# [Supplied entries]

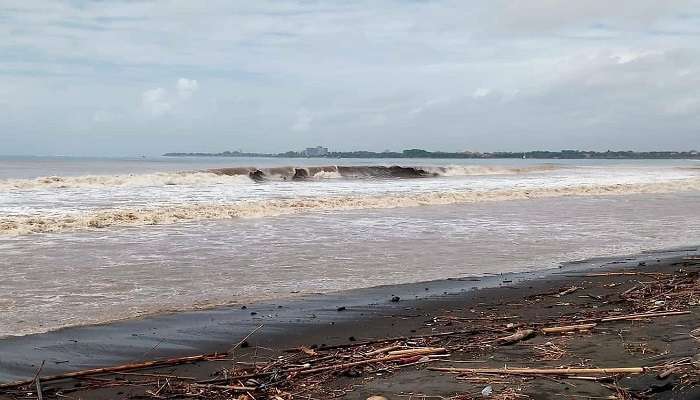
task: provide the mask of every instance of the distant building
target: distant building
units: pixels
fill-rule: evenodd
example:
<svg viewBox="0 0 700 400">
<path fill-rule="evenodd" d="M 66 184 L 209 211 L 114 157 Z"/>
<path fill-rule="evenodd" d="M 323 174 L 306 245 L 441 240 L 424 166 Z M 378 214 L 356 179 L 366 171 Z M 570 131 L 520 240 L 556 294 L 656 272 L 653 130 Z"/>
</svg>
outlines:
<svg viewBox="0 0 700 400">
<path fill-rule="evenodd" d="M 325 157 L 328 155 L 328 147 L 307 147 L 302 154 L 304 157 Z"/>
</svg>

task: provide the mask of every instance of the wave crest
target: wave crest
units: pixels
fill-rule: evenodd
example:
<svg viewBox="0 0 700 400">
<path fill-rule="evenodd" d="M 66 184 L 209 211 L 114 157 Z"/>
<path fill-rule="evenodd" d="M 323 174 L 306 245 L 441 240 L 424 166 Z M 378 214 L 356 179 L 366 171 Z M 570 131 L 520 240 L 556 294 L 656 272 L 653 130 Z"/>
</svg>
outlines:
<svg viewBox="0 0 700 400">
<path fill-rule="evenodd" d="M 527 167 L 508 166 L 320 166 L 320 167 L 233 167 L 207 171 L 161 172 L 152 174 L 46 176 L 36 179 L 0 179 L 2 190 L 42 190 L 99 187 L 167 185 L 216 185 L 252 181 L 297 181 L 324 179 L 392 179 L 438 176 L 506 175 L 547 172 L 561 167 L 553 164 Z"/>
</svg>

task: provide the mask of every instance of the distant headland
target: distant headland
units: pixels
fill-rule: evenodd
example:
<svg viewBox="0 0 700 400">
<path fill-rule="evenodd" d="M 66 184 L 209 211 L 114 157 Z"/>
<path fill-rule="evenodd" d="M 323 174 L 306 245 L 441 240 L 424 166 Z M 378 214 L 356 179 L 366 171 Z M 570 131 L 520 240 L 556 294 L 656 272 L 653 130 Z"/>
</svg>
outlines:
<svg viewBox="0 0 700 400">
<path fill-rule="evenodd" d="M 166 157 L 272 157 L 272 158 L 535 158 L 535 159 L 700 159 L 700 152 L 689 151 L 498 151 L 498 152 L 444 152 L 423 149 L 396 151 L 329 151 L 326 147 L 310 147 L 302 151 L 284 153 L 246 153 L 224 151 L 221 153 L 165 153 Z"/>
</svg>

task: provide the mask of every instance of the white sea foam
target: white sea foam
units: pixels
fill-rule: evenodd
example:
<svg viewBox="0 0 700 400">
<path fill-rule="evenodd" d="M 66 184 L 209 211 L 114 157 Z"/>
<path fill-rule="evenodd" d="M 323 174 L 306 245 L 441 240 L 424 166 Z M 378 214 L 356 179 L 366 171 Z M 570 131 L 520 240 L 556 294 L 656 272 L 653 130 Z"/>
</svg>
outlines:
<svg viewBox="0 0 700 400">
<path fill-rule="evenodd" d="M 440 176 L 479 176 L 479 175 L 519 175 L 537 172 L 549 172 L 562 169 L 555 164 L 530 165 L 526 167 L 488 166 L 488 165 L 448 165 L 444 167 L 422 167 L 430 173 Z"/>
<path fill-rule="evenodd" d="M 173 224 L 181 221 L 267 217 L 308 211 L 416 207 L 563 196 L 607 196 L 699 190 L 700 179 L 689 178 L 652 183 L 583 183 L 569 186 L 531 186 L 494 190 L 269 198 L 231 203 L 200 202 L 144 208 L 100 209 L 65 215 L 4 216 L 0 217 L 0 234 L 18 235 L 120 226 Z"/>
<path fill-rule="evenodd" d="M 175 172 L 137 175 L 46 176 L 36 179 L 0 180 L 0 191 L 100 187 L 232 184 L 250 182 L 247 176 L 211 172 Z"/>
</svg>

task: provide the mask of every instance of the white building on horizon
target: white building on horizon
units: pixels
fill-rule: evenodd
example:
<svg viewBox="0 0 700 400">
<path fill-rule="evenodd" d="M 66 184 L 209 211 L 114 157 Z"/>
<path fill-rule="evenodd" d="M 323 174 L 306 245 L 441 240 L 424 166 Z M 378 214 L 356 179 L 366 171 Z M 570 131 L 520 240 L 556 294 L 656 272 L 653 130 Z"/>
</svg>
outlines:
<svg viewBox="0 0 700 400">
<path fill-rule="evenodd" d="M 328 147 L 307 147 L 306 150 L 302 151 L 302 154 L 304 157 L 324 157 L 328 155 Z"/>
</svg>

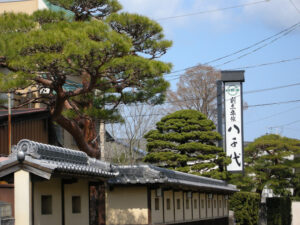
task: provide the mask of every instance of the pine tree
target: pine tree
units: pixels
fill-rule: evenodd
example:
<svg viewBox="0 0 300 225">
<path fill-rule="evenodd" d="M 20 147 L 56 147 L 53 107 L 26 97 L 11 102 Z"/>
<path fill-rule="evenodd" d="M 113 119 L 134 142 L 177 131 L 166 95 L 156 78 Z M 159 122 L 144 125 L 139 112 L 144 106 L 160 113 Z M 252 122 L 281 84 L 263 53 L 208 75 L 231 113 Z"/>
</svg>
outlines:
<svg viewBox="0 0 300 225">
<path fill-rule="evenodd" d="M 297 139 L 268 134 L 261 136 L 245 149 L 245 163 L 249 183 L 257 193 L 264 188 L 272 189 L 281 196 L 291 194 L 288 188 L 294 188 L 299 174 L 299 159 L 293 159 L 300 153 L 300 141 Z M 297 186 L 297 184 L 296 184 Z M 298 186 L 299 188 L 299 186 Z"/>
<path fill-rule="evenodd" d="M 230 158 L 216 146 L 221 135 L 215 128 L 211 120 L 196 110 L 169 114 L 145 135 L 149 151 L 145 161 L 186 173 L 227 179 L 223 168 Z"/>
<path fill-rule="evenodd" d="M 10 71 L 0 71 L 0 91 L 22 95 L 17 107 L 46 105 L 80 150 L 99 157 L 96 119 L 122 121 L 121 103 L 164 101 L 171 65 L 158 58 L 172 43 L 155 21 L 119 13 L 117 0 L 50 2 L 67 14 L 0 15 L 0 67 Z"/>
</svg>

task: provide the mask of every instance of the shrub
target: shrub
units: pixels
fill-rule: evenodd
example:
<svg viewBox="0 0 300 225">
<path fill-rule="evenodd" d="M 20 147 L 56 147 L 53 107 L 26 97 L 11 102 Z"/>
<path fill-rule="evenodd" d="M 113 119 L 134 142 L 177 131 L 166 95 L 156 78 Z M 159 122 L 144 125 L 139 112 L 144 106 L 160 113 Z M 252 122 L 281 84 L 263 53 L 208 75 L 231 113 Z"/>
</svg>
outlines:
<svg viewBox="0 0 300 225">
<path fill-rule="evenodd" d="M 292 201 L 289 197 L 267 198 L 268 225 L 290 225 Z"/>
<path fill-rule="evenodd" d="M 257 225 L 259 219 L 260 195 L 251 192 L 237 192 L 230 197 L 230 210 L 240 225 Z"/>
</svg>

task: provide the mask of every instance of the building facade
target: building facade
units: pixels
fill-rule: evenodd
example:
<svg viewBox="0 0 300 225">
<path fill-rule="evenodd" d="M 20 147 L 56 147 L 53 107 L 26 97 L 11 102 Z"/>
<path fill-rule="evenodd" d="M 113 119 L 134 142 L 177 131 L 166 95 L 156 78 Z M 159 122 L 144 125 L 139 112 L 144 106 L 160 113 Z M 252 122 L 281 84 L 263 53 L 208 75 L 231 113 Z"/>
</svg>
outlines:
<svg viewBox="0 0 300 225">
<path fill-rule="evenodd" d="M 43 0 L 0 0 L 0 13 L 15 12 L 31 14 L 47 8 Z"/>
<path fill-rule="evenodd" d="M 22 140 L 0 162 L 14 184 L 16 225 L 228 224 L 224 181 L 151 165 L 114 166 Z"/>
</svg>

# [Work instruction]
Within the records above, determine the number of lines that hold the word "every" and return only that value.

# [Response for this exercise]
8